§ Exercise prompt
The answer is to be an exact copy of the lines below running from the line with "Would you mind pointing at the white shirt" down to the line with "Would you mind pointing at the red billboard", both ends included, and nothing more.

[Collection entries]
•••

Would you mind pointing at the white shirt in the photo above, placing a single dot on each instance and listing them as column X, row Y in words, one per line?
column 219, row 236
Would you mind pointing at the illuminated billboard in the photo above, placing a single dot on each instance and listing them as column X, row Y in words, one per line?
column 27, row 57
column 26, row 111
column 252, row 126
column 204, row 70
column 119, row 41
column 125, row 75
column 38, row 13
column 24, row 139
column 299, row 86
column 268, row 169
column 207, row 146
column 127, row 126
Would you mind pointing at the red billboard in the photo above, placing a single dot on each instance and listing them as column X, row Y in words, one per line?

•••

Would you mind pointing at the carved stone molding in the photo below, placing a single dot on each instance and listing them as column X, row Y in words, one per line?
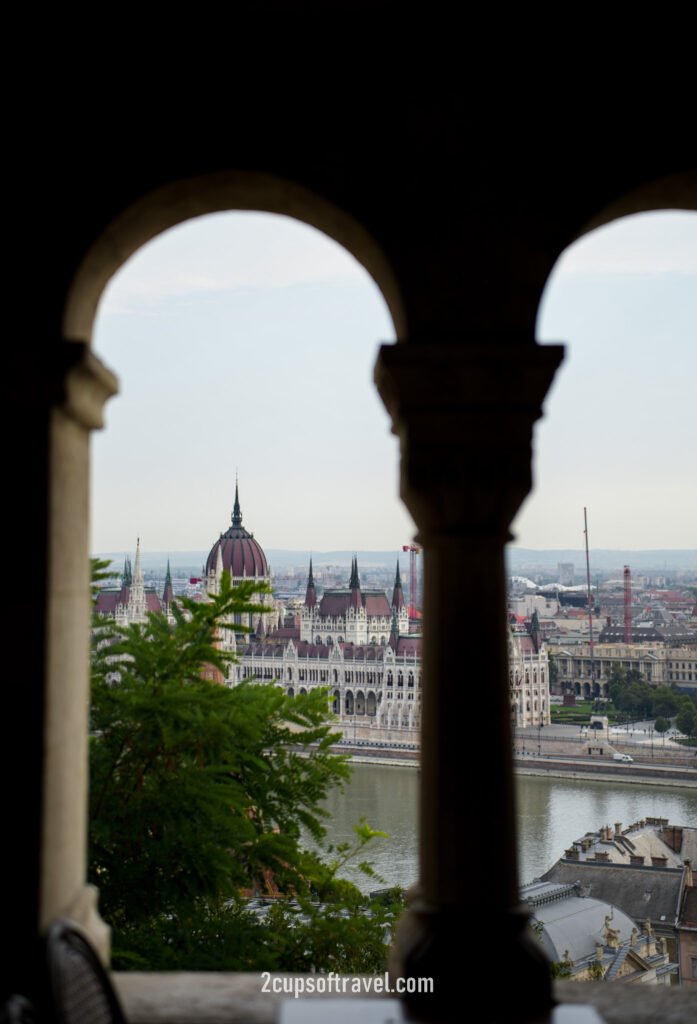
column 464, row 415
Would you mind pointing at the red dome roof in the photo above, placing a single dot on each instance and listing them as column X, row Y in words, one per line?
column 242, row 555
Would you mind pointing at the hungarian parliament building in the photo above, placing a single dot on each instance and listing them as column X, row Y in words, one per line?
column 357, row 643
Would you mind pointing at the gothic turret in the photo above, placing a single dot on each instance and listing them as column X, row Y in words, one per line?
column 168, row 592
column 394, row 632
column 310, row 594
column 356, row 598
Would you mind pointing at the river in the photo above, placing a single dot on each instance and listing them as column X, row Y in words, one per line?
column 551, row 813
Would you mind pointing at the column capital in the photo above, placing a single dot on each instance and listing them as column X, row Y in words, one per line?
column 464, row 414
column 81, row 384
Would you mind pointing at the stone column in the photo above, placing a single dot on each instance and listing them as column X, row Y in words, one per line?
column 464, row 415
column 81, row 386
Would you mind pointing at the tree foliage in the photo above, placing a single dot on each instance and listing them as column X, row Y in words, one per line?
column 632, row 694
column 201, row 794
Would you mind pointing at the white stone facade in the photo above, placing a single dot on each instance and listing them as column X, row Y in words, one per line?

•••

§ Answer area
Would you mind pointing at the white shirt in the photo above, placing a single dot on each instance and listing them as column X, row Y in words, one per line?
column 219, row 236
Would you mind pointing at the illuminated billboard in the photo above, placing a single dot on each instance and listing them as column X, row Y in words, one per line?
column 27, row 57
column 26, row 111
column 252, row 126
column 204, row 70
column 119, row 41
column 125, row 75
column 38, row 13
column 24, row 139
column 299, row 86
column 268, row 169
column 207, row 146
column 127, row 126
Would you mind pointing at the red billboard in the photo above, placing a single dot on each instance and listing them as column X, row Y in words, one per line?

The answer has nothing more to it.